START Given records

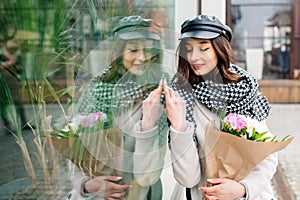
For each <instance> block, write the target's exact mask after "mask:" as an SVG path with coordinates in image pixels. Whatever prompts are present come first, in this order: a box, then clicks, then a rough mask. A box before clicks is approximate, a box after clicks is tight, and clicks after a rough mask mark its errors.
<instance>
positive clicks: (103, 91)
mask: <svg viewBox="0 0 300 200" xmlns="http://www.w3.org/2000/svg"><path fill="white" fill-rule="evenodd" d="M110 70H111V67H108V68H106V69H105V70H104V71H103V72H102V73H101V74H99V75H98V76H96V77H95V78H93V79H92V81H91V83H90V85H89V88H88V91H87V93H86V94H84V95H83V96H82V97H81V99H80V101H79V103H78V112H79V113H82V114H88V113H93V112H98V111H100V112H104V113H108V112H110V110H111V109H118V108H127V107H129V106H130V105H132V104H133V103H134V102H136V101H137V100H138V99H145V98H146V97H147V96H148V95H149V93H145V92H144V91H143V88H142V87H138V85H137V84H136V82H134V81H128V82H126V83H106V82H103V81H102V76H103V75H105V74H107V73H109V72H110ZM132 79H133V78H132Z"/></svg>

END Given records
START Given records

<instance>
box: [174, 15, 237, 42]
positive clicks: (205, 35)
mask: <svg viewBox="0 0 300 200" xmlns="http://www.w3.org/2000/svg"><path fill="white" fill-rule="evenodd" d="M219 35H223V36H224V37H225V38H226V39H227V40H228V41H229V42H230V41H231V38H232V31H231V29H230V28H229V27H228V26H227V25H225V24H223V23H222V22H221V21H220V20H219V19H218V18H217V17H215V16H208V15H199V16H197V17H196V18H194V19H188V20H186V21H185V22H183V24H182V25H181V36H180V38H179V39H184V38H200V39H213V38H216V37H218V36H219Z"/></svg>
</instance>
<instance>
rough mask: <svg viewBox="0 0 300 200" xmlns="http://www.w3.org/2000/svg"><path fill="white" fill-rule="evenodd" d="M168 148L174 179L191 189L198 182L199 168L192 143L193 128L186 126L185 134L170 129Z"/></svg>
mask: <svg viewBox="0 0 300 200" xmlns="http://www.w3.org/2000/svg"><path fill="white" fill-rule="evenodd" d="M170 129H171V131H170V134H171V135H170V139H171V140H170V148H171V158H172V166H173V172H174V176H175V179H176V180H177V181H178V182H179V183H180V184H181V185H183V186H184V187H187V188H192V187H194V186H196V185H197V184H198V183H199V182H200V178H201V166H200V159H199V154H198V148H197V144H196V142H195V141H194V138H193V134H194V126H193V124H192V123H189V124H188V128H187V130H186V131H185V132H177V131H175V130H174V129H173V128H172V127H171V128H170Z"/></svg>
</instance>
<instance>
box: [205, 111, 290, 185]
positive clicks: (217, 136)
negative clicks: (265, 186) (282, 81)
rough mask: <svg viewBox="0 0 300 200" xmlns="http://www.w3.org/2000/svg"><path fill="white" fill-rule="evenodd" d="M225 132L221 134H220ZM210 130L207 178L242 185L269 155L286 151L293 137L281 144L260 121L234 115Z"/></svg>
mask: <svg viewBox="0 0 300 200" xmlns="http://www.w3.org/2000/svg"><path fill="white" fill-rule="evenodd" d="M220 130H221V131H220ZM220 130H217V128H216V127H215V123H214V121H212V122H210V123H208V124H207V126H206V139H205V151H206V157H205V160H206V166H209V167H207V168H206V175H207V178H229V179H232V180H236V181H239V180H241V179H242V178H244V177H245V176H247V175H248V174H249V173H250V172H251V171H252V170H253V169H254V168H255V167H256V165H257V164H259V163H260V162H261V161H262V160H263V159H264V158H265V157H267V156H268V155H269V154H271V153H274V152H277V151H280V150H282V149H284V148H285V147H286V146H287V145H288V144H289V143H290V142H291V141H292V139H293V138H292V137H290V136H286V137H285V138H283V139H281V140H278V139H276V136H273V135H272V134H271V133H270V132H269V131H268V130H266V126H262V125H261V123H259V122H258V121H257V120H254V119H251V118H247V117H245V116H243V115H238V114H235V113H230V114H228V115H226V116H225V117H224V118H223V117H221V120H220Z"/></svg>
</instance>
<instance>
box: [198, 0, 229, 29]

END Given records
START Given records

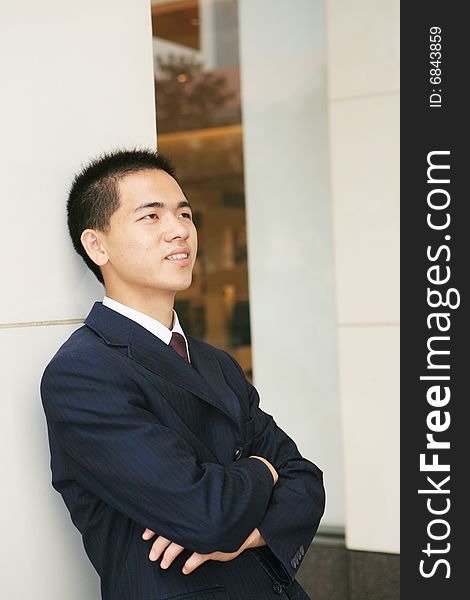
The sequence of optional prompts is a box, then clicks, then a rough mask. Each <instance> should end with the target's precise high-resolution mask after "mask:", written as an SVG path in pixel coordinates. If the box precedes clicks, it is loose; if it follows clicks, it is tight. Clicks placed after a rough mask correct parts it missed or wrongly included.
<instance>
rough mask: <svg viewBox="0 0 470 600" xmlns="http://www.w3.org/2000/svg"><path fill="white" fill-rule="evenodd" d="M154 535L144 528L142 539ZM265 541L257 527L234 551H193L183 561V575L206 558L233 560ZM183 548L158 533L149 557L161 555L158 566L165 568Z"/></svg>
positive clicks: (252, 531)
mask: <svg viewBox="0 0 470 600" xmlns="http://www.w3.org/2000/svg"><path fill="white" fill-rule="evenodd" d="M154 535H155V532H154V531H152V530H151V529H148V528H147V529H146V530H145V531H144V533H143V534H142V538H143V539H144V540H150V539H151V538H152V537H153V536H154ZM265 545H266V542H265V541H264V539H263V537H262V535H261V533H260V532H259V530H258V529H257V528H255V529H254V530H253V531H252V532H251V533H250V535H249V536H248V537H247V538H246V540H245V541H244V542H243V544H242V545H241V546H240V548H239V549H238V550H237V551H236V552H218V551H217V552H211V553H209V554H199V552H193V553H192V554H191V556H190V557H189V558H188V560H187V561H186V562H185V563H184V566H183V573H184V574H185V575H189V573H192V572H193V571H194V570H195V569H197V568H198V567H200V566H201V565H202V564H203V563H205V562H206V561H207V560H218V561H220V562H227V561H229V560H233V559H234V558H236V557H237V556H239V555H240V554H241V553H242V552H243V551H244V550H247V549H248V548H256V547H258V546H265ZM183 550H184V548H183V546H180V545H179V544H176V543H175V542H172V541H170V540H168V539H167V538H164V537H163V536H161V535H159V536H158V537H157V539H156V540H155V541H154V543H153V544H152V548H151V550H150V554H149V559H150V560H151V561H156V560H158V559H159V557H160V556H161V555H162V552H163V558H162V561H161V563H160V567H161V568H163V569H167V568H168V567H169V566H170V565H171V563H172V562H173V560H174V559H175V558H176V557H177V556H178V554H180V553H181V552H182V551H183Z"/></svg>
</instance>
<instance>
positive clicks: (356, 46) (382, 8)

END Given records

Task instructions: Copy out the lines of the records starting at the line that contains "For each <instance>" and ending at the line that contains "positive clicks: (103, 91)".

Exercise response:
For each <instance> block, write the target's exact mask after "mask:" as an SVG path with coordinates in image pixels. Whatever prompts are present come first, in this order: a box, then clicks, then a rough mask. A box before clicks is approximate, a box after clicks is tight, and clicks after a rough mask mark its errors.
<instance>
positive clicks: (103, 91)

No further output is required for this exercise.